EXERCISE DESCRIPTION: Write out again every line of the records starting with the line that contains "the lioness walking" and going on through the end of the records, requests included. Increase each pixel coordinate in the answers by 83.

Object point labels:
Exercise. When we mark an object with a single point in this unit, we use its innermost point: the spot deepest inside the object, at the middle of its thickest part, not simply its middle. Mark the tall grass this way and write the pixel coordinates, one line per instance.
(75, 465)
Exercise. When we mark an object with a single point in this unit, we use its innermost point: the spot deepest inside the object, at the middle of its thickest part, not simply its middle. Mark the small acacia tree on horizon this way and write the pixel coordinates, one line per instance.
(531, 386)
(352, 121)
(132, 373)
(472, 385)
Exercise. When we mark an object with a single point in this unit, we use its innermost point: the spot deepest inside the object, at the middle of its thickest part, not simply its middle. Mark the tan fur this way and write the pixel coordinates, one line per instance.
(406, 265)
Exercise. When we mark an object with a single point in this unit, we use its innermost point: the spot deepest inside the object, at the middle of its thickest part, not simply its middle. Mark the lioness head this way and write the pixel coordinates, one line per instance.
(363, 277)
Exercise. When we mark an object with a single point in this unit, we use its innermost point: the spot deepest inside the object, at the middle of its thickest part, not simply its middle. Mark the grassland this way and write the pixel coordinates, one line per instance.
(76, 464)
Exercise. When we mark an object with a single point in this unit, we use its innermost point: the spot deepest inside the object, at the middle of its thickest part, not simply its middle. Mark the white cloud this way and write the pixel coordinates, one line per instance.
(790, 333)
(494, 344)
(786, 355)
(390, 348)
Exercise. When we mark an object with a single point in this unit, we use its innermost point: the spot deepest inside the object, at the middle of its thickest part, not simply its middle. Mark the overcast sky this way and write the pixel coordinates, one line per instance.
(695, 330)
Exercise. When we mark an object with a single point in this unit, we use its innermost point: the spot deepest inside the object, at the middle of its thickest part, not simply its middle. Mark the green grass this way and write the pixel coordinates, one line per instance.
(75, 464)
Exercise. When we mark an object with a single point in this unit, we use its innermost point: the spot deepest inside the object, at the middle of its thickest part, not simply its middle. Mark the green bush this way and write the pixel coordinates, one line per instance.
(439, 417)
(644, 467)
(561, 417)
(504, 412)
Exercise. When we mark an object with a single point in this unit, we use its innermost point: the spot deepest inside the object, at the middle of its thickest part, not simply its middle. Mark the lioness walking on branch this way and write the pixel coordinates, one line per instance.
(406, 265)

OUTPUT OF THE EXERCISE:
Exercise. When we mark an object with a single point in this unit, we use its innermost point: the spot deepest inside the object, at the middle of its thickest part, not simply its middle. Mark the lioness walking on branch this way and write the pixel coordinates, one line per instance.
(489, 348)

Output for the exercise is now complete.